Short problem: Gather every line of the material below that contains the string "face" and copy each one in full. Case counts when matching.

-- BEGIN Supplied information --

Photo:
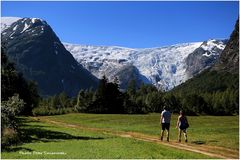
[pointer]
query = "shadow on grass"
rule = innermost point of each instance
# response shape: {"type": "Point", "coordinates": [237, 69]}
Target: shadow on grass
{"type": "Point", "coordinates": [15, 149]}
{"type": "Point", "coordinates": [39, 133]}
{"type": "Point", "coordinates": [30, 133]}
{"type": "Point", "coordinates": [199, 142]}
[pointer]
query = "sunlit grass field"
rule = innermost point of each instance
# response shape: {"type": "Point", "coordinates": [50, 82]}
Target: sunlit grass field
{"type": "Point", "coordinates": [46, 138]}
{"type": "Point", "coordinates": [212, 130]}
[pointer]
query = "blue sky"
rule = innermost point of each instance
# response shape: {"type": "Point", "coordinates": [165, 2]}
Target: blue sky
{"type": "Point", "coordinates": [131, 24]}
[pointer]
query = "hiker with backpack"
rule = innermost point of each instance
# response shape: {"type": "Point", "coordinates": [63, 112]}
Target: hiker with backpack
{"type": "Point", "coordinates": [182, 125]}
{"type": "Point", "coordinates": [165, 122]}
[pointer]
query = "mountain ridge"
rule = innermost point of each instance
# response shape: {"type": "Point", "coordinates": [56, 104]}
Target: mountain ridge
{"type": "Point", "coordinates": [165, 67]}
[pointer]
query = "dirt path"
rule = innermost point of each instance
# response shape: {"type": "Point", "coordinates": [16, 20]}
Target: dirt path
{"type": "Point", "coordinates": [212, 151]}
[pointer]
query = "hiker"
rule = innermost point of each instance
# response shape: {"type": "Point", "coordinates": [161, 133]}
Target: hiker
{"type": "Point", "coordinates": [165, 122]}
{"type": "Point", "coordinates": [182, 125]}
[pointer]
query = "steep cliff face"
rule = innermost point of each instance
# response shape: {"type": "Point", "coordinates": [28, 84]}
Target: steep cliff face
{"type": "Point", "coordinates": [229, 59]}
{"type": "Point", "coordinates": [224, 75]}
{"type": "Point", "coordinates": [40, 56]}
{"type": "Point", "coordinates": [205, 56]}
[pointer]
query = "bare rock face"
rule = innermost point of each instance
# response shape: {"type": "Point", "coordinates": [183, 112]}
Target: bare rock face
{"type": "Point", "coordinates": [39, 54]}
{"type": "Point", "coordinates": [229, 59]}
{"type": "Point", "coordinates": [205, 56]}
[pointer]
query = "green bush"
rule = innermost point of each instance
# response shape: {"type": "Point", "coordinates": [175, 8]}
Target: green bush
{"type": "Point", "coordinates": [9, 126]}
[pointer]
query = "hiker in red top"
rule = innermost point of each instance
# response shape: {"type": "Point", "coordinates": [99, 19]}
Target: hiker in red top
{"type": "Point", "coordinates": [182, 125]}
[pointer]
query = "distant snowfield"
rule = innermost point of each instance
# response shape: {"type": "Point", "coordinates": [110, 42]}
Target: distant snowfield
{"type": "Point", "coordinates": [164, 67]}
{"type": "Point", "coordinates": [7, 21]}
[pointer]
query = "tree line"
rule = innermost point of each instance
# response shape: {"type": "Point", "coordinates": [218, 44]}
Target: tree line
{"type": "Point", "coordinates": [210, 93]}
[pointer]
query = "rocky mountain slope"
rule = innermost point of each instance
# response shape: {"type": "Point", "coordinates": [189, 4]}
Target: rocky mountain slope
{"type": "Point", "coordinates": [40, 56]}
{"type": "Point", "coordinates": [223, 76]}
{"type": "Point", "coordinates": [165, 67]}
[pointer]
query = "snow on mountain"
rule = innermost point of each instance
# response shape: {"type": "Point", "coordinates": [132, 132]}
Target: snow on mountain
{"type": "Point", "coordinates": [7, 21]}
{"type": "Point", "coordinates": [165, 67]}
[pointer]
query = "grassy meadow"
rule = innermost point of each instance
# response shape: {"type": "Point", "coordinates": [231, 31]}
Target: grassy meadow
{"type": "Point", "coordinates": [47, 140]}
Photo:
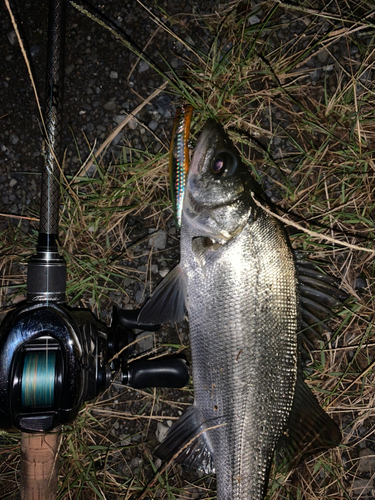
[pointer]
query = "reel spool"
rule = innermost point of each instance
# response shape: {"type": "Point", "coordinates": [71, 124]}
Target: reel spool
{"type": "Point", "coordinates": [53, 360]}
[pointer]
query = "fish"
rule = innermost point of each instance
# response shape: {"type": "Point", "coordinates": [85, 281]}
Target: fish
{"type": "Point", "coordinates": [247, 296]}
{"type": "Point", "coordinates": [179, 158]}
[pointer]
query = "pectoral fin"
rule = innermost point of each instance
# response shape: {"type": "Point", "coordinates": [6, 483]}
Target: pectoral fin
{"type": "Point", "coordinates": [309, 429]}
{"type": "Point", "coordinates": [187, 441]}
{"type": "Point", "coordinates": [167, 302]}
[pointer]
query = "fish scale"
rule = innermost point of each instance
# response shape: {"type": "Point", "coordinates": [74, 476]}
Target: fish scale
{"type": "Point", "coordinates": [238, 283]}
{"type": "Point", "coordinates": [233, 329]}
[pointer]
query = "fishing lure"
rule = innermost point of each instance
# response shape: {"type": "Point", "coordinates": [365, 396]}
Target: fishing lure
{"type": "Point", "coordinates": [179, 158]}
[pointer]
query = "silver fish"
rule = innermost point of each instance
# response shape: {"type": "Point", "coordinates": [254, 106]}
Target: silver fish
{"type": "Point", "coordinates": [238, 282]}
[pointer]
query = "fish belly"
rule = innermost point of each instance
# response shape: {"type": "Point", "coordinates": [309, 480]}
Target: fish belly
{"type": "Point", "coordinates": [243, 322]}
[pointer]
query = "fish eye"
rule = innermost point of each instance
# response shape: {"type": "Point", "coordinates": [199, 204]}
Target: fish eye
{"type": "Point", "coordinates": [223, 164]}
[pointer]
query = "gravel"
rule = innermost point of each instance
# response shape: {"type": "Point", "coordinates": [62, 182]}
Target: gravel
{"type": "Point", "coordinates": [104, 82]}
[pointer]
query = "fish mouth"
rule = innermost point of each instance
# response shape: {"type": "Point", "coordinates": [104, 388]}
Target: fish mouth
{"type": "Point", "coordinates": [204, 142]}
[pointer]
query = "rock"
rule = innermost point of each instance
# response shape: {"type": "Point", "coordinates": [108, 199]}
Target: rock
{"type": "Point", "coordinates": [254, 20]}
{"type": "Point", "coordinates": [143, 66]}
{"type": "Point", "coordinates": [163, 104]}
{"type": "Point", "coordinates": [161, 432]}
{"type": "Point", "coordinates": [153, 125]}
{"type": "Point", "coordinates": [366, 461]}
{"type": "Point", "coordinates": [361, 487]}
{"type": "Point", "coordinates": [158, 240]}
{"type": "Point", "coordinates": [13, 139]}
{"type": "Point", "coordinates": [110, 105]}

-- END Supplied information --

Reply to the task:
query = "steep cliff face"
Target: steep cliff face
query = "bare rock face"
Target: bare rock face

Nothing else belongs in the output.